[BEGIN]

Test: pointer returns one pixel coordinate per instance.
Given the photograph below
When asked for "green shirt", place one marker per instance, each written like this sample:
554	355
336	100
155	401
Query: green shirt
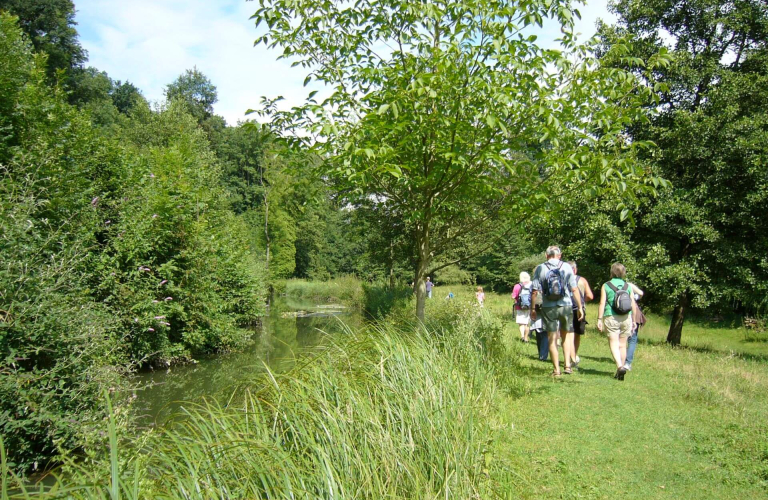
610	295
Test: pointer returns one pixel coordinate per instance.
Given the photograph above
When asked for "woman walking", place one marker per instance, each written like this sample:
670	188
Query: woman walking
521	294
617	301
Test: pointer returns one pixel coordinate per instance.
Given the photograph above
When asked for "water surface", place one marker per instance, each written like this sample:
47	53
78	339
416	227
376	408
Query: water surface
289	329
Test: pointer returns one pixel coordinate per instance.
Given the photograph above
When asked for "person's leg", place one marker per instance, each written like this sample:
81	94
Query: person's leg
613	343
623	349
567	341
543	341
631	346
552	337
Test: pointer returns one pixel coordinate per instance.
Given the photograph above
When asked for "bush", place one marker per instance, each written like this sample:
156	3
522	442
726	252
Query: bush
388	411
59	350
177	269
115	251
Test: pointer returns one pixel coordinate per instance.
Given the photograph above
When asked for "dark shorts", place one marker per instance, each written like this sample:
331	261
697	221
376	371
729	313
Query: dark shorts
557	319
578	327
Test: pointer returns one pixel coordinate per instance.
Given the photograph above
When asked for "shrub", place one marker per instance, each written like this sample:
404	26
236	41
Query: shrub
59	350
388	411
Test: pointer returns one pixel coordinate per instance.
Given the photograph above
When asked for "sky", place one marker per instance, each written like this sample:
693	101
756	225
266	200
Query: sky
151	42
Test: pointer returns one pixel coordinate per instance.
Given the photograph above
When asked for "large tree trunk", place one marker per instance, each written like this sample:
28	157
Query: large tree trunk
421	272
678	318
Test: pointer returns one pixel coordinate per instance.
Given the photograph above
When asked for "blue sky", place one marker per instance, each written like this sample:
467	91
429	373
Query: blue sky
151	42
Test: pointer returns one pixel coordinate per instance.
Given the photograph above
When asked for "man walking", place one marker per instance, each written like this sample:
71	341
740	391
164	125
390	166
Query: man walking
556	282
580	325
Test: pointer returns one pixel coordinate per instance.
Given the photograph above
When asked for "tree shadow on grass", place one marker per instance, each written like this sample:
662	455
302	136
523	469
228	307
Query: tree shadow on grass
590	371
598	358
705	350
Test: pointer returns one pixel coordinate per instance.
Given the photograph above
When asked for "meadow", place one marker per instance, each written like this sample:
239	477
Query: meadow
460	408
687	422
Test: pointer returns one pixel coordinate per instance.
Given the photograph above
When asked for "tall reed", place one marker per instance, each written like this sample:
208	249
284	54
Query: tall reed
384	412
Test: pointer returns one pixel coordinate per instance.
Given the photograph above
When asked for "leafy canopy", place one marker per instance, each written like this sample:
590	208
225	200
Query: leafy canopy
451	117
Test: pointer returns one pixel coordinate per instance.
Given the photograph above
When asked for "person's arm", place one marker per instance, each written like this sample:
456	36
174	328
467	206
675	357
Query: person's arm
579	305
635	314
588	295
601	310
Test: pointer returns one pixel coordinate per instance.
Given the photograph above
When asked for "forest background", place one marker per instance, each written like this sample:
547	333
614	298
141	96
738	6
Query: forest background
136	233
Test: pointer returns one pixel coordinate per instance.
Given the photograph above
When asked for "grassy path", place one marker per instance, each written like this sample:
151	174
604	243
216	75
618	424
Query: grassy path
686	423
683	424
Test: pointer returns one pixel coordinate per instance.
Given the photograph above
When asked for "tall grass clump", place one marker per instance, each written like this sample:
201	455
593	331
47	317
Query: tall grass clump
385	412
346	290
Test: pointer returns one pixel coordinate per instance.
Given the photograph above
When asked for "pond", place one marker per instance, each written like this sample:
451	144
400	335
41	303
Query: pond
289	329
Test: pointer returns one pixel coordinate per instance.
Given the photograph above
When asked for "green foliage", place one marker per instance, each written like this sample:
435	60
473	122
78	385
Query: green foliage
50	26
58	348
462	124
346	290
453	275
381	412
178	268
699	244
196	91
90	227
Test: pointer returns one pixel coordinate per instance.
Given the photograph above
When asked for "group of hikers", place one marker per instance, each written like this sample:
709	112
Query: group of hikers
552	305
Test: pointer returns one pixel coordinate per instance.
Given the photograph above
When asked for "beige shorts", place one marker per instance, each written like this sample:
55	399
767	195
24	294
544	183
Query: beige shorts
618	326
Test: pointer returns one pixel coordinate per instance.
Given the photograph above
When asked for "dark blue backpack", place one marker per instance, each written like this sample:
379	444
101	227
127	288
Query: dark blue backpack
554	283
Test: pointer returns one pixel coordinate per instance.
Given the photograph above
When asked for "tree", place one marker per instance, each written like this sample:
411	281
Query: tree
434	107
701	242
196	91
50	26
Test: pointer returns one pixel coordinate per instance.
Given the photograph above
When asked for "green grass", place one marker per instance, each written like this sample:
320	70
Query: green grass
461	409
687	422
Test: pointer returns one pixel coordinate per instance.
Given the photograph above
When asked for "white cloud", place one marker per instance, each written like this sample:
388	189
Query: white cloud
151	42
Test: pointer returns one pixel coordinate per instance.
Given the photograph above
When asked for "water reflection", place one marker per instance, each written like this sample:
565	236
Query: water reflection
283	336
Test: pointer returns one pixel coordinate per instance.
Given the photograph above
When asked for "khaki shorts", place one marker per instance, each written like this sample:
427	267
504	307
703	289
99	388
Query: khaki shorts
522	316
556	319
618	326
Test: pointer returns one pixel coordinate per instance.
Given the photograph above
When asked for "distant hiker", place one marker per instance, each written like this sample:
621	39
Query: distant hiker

[END]

**PROBLEM TO WORK ON:** State how many lines of the records contain the string "backpack", treating uppercase and lowercase as different, and reply with the number alone.

**TASK RESPONSE:** 2